抜粋.

━━━━━━━━━━━━━━━━━━━━━━━━━━━━━━

【対談】夏休みはこの本を読め!(ほんとうの調達・購買・資材理論事務局)
坂口:今回は仕事とそれ以外の2つのテーマで、皆さんにお薦めできる本を紹介します。よろしくお願いします。
牧野:こちらこそ。まず、どっちにも使えるかなと思って、講談社現代新書の佐藤綾子さんの「非言語表現の威力 パフォーマンス学実践講義」を御紹介します。
坂口:タイトルだけでも結構面白そう。
牧野:グローバル社会で日本人に自己主張が必要だとかって言われるでしょう。でも自己主張をしようと思って、ちょっと肩肘を張っちゃうとか、ただ強く言うだけになっちゃう場合がありまよね。
坂口:浮いたというか、ちょっと恥ずかしい系のやつね(笑)
牧野:この本は自己主張の方法論を教えてくれる本。内容に少しだけ触れると、東京にオリンピックが来た20の理由を説明してるんですね。日本では最終プレゼンの滝川クリステルさんの「おもてなし」だけが強調されますけど(笑)

━━━━━━━━━━━━━━━━━━━━━━━━━━━━━━

提示された行.
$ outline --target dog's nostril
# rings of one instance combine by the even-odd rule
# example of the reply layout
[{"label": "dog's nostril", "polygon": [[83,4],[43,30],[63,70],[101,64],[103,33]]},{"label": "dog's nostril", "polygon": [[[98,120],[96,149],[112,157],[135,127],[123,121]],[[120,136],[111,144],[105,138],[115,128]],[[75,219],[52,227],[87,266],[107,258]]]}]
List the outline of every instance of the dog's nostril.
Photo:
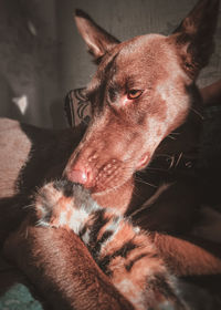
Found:
[{"label": "dog's nostril", "polygon": [[90,176],[88,176],[88,173],[86,170],[71,170],[69,174],[67,174],[67,177],[71,182],[73,183],[80,183],[80,184],[83,184],[83,185],[86,185],[88,183],[88,179],[90,179]]}]

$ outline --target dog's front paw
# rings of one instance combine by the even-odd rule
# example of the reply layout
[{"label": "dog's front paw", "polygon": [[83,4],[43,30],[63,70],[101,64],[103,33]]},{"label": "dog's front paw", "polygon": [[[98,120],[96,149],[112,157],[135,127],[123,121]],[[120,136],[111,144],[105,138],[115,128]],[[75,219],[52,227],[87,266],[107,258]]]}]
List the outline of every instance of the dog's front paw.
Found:
[{"label": "dog's front paw", "polygon": [[55,180],[41,187],[34,203],[38,225],[53,227],[65,225],[73,200],[72,192],[73,185],[67,180]]}]

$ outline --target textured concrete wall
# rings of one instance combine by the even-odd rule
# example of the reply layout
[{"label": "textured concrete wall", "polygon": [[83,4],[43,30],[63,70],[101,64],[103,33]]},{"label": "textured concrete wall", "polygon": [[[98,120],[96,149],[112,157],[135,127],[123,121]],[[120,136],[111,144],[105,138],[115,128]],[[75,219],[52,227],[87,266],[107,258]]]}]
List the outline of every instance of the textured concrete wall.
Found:
[{"label": "textured concrete wall", "polygon": [[[48,127],[66,125],[66,92],[84,86],[95,72],[73,21],[75,8],[85,10],[119,40],[126,40],[148,32],[169,34],[196,2],[0,0],[0,116]],[[200,75],[200,85],[220,76],[221,12],[215,54]],[[29,103],[24,114],[14,103],[23,95]]]},{"label": "textured concrete wall", "polygon": [[[171,33],[197,0],[57,0],[61,40],[62,91],[85,85],[95,71],[85,44],[73,22],[75,8],[93,19],[119,40],[149,32]],[[217,51],[210,66],[200,76],[204,85],[221,78],[221,12],[217,32]]]}]

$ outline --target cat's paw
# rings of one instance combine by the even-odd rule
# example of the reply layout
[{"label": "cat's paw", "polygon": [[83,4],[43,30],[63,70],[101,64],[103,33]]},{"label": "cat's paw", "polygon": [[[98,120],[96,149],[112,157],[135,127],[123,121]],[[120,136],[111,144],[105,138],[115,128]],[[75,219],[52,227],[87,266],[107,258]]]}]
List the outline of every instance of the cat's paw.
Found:
[{"label": "cat's paw", "polygon": [[59,227],[73,205],[73,184],[54,180],[41,187],[35,195],[35,216],[38,225]]}]

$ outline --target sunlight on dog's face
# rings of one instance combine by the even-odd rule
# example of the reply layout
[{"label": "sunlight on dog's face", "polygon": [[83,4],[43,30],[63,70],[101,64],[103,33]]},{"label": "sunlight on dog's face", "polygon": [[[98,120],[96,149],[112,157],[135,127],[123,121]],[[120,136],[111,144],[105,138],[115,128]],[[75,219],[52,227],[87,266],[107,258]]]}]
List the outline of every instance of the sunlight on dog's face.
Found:
[{"label": "sunlight on dog's face", "polygon": [[86,91],[93,121],[71,164],[91,170],[90,188],[119,186],[149,163],[187,116],[190,82],[162,35],[135,38],[103,58]]},{"label": "sunlight on dog's face", "polygon": [[102,131],[105,147],[112,142],[113,152],[117,149],[113,156],[129,161],[134,170],[144,167],[160,141],[183,122],[190,83],[166,37],[150,34],[118,44],[87,87],[95,114],[90,131]]},{"label": "sunlight on dog's face", "polygon": [[86,91],[93,120],[65,168],[70,180],[94,193],[116,189],[185,122],[192,101],[188,89],[196,87],[212,52],[215,19],[207,27],[203,19],[207,7],[215,16],[213,2],[204,2],[204,11],[202,3],[196,6],[169,37],[147,34],[123,43],[77,11],[77,28],[99,64]]}]

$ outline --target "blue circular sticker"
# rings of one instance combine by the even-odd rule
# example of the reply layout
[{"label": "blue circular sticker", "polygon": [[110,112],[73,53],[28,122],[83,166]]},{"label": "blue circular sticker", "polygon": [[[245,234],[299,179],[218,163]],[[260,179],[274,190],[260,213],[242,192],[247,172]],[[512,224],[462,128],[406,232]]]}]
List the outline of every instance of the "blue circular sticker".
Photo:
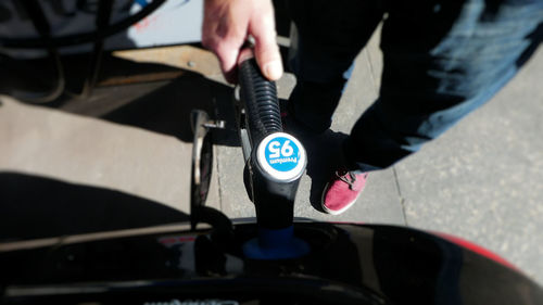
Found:
[{"label": "blue circular sticker", "polygon": [[264,156],[275,170],[289,171],[300,163],[300,148],[291,139],[278,136],[266,143]]}]

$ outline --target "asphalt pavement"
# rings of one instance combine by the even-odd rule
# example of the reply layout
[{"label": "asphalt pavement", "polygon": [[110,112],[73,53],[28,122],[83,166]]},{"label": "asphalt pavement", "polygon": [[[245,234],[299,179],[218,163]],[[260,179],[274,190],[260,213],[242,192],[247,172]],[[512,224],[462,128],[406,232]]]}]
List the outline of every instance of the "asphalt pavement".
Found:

━━━━━━━━━━━━━━━━━━━━━━━━━━━━━━

上にある、本を薦め合う対談の文章を、最初から最後まで一字も変えずに書き出してください。

解答.
【対談】夏休みはこの本を読め!(ほんとうの調達・購買・資材理論事務局)
坂口:今回は仕事とそれ以外の2つのテーマで、皆さんにお薦めできる本を紹介します。よろしくお願いします。
牧野:こちらこそ。まず、どっちにも使えるかなと思って、講談社現代新書の佐藤綾子さんの「非言語表現の威力 パフォーマンス学実践講義」を御紹介します。
坂口:タイトルだけでも結構面白そう。
牧野:グローバル社会で日本人に自己主張が必要だとかって言われるでしょう。でも自己主張をしようと思って、ちょっと肩肘を張っちゃうとか、ただ強く言うだけになっちゃう場合がありまよね。
坂口:浮いたというか、ちょっと恥ずかしい系のやつね(笑)
牧野:この本は自己主張の方法論を教えてくれる本。内容に少しだけ触れると、東京にオリンピックが来た20の理由を説明してるんですね。日本では最終プレゼンの滝川クリステルさんの「おもてなし」だけが強調されますけど(笑)